EXERCISE REQUIREMENTS => Write out the listing below line for line, with every character unchanged.
= = = = = = =
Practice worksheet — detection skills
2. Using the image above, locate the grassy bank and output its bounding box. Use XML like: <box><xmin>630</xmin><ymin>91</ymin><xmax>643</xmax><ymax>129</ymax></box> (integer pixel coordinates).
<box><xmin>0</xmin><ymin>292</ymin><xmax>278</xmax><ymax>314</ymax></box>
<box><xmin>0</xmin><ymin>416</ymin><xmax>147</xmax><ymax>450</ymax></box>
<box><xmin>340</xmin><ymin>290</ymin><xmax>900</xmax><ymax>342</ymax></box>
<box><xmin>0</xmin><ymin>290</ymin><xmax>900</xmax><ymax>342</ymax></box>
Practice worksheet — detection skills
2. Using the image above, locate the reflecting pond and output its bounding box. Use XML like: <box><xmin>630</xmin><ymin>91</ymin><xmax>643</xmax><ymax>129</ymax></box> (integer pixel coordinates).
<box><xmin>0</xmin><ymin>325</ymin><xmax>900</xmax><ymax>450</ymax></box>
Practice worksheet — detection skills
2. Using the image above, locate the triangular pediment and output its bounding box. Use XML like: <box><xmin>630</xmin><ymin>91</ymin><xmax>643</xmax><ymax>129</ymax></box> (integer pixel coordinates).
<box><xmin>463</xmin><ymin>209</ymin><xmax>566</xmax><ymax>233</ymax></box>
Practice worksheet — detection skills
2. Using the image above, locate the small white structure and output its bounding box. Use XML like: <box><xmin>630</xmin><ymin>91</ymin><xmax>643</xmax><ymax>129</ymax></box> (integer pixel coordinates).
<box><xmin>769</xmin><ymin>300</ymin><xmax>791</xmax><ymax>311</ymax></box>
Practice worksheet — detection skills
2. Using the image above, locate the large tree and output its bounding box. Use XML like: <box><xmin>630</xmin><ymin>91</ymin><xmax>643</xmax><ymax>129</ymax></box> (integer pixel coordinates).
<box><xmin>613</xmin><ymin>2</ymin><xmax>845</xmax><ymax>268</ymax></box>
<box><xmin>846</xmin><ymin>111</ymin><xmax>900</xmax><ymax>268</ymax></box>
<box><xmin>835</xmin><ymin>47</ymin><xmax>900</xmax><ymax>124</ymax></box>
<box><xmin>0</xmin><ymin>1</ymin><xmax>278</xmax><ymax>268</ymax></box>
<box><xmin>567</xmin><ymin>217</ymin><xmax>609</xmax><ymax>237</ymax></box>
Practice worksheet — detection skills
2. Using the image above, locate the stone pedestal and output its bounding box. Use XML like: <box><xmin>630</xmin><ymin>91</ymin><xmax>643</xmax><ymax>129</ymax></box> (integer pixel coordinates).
= = = = = = =
EXPECTED ANSWER =>
Practice worksheet — detection skills
2. Using the image above, locate the grassy bank and output its bounding box. Use XML like: <box><xmin>630</xmin><ymin>91</ymin><xmax>643</xmax><ymax>129</ymax></box> (integer pixel coordinates).
<box><xmin>0</xmin><ymin>292</ymin><xmax>278</xmax><ymax>314</ymax></box>
<box><xmin>0</xmin><ymin>416</ymin><xmax>147</xmax><ymax>450</ymax></box>
<box><xmin>340</xmin><ymin>290</ymin><xmax>900</xmax><ymax>342</ymax></box>
<box><xmin>0</xmin><ymin>290</ymin><xmax>900</xmax><ymax>342</ymax></box>
Practice worksheet — detection skills
2. Using the image above, locate the reflecting pond and output its bounding box. Use XML like: <box><xmin>630</xmin><ymin>91</ymin><xmax>643</xmax><ymax>129</ymax></box> (integer pixel coordinates).
<box><xmin>0</xmin><ymin>325</ymin><xmax>900</xmax><ymax>450</ymax></box>
Practice worksheet — detection skills
2. Using the image above, locate the triangular pediment and output its bounding box. Use XML like: <box><xmin>630</xmin><ymin>91</ymin><xmax>643</xmax><ymax>129</ymax></box> (integer pixel coordinates).
<box><xmin>463</xmin><ymin>209</ymin><xmax>566</xmax><ymax>233</ymax></box>
Practice worksheet — detection skills
2. Using the image above, locate the small white structure and output its bounding box. Use XML like: <box><xmin>630</xmin><ymin>91</ymin><xmax>643</xmax><ymax>129</ymax></box> (integer pixel coordinates).
<box><xmin>769</xmin><ymin>300</ymin><xmax>791</xmax><ymax>311</ymax></box>
Practice worksheet — detection skills
2. Using the image above, locate the large tree and output its bounding box. Use XML like: <box><xmin>630</xmin><ymin>91</ymin><xmax>643</xmax><ymax>129</ymax></box> (integer pixel coordinates).
<box><xmin>613</xmin><ymin>2</ymin><xmax>845</xmax><ymax>268</ymax></box>
<box><xmin>846</xmin><ymin>111</ymin><xmax>900</xmax><ymax>268</ymax></box>
<box><xmin>835</xmin><ymin>47</ymin><xmax>900</xmax><ymax>124</ymax></box>
<box><xmin>0</xmin><ymin>1</ymin><xmax>278</xmax><ymax>268</ymax></box>
<box><xmin>567</xmin><ymin>217</ymin><xmax>609</xmax><ymax>237</ymax></box>
Practice worksheet — detection skills
2. Using the image above, locate the stone pedestal and output its bounding box. Use XML like: <box><xmin>630</xmin><ymin>91</ymin><xmax>643</xmax><ymax>129</ymax></box> (integer pixel coordinates).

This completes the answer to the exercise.